# [Excerpt to read]
================
The Judges who decided Brown v. Texas offer an unusual appendix in their brief opinion, an exchanged between the Texas prosecutor and the judge. In oral argument, a judge highlights that a person cannot be arrested simply because he does not identify himself. Not identifying yourself apart from an articulable suspicion or probable cause by the officer is not a crime for which you can be arrested

When can I be arrested for not answering a question against myself. This exchange is below in full with emphasis added by me.

APPENDIX TO OPINION OF THE COURT

“THE COURT: . . . What do you think about if you stop a person lawfully, and then if he doesn’t want to talk to you, you put him in jail for committing a crime.

“MR. PATTON [Prosecutor]: Well first of all, I would question the Defendant’s statement in his motion that the First Amendment gives an individual the right to silence.

“THE COURT: . . . I’m asking you why should the State put you in jail because you don’t want to say anything.

“MR. PATTON: Well, I think there’s certain interests that have to be viewed.

“THE COURT: Okay, I’d like you to tell me what those are.

“MR. PATTON: Well, the Governmental interest to maintain the safety and security of the society and the citizens to live in the society, and there are certainly strong Governmental interests in that direction and because of that, these interests outweigh the interests of an individual for a certain amount of intrusion upon his personal liberty. I think these Governmental interests outweigh the individual’s interests in this respect, as far as simply asking an individual for his name and address under the proper circumstances.

“THE COURT: But why should it be a crime to not answer?

“MR. PATTON: Again, I can only contend that if an answer is not given, it tends to disrupt.

“THE COURT: What does it disrupt?
================
# [Stored records]
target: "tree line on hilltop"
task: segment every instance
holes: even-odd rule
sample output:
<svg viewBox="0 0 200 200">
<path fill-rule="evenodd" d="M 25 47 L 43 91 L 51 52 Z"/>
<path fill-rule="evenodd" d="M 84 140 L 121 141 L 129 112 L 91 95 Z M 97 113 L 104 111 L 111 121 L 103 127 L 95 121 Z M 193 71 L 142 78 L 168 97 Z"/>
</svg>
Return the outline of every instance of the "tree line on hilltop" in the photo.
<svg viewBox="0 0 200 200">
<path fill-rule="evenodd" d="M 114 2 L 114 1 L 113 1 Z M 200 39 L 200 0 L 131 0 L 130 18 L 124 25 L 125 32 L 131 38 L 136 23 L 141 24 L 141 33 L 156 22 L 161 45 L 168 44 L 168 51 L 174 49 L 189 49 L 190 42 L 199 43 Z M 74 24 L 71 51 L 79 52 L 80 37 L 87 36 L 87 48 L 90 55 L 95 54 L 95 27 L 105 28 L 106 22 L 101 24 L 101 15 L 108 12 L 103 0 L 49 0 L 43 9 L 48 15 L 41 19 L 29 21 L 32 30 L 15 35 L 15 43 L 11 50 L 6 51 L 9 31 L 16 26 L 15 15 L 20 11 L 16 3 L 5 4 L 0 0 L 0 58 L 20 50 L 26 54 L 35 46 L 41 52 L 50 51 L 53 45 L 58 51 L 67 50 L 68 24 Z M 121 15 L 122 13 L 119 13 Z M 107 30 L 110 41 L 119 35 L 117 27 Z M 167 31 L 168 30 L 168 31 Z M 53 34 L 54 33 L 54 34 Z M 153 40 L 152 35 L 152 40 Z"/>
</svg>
================
# [Written exercise A]
In the Brown v. Texas excerpt, what statement in the Defendant's motion does the prosecutor, Mr. Patton, say he would question?
# [Written exercise B]
Pick up the Brown v. Texas excerpt after its final line and continue it.
The rows were taken from a different source than the Brown v. Texas excerpt.

# [Written answer A]
The statement that the First Amendment gives an individual the right to silence.

# [Written answer B]
“MR. PATTON: I think it tends to disrupt the goal of this society to maintain security over its citizens to make sure they are secure in their gains and their homes.

“THE COURT: How does that secure anybody by forcing them, under penalty of being prosecuted, to giving their name and address, even though they are lawfully stopped?

“MR. PATTON: Well I, you know, under the circumstances in which some individuals would be lawfully stopped, it’s presumed that perhaps this individual is up to something, and the officer is doing his duty simply to find out the individual’s name and address, and to determine what exactly is going on.

“THE COURT: I’m not questioning, I’m not asking whether the officer shouldn’t ask questions. I’m sure they should ask everything they possibly could find out. What I’m asking is what’s the State’s interest in putting a man in jail because he doesn’t want to answer something. I realize lots of times an officer will give a defendant a Miranda warning which means a defendant doesn’t have to make a statement. Lots of defendants go ahead and confess, which is fine if they want to do that. But if they don’t confess, you can’t put them in jail, can you, for refusing to confess to a crime?” App. 15-17 (emphasis added).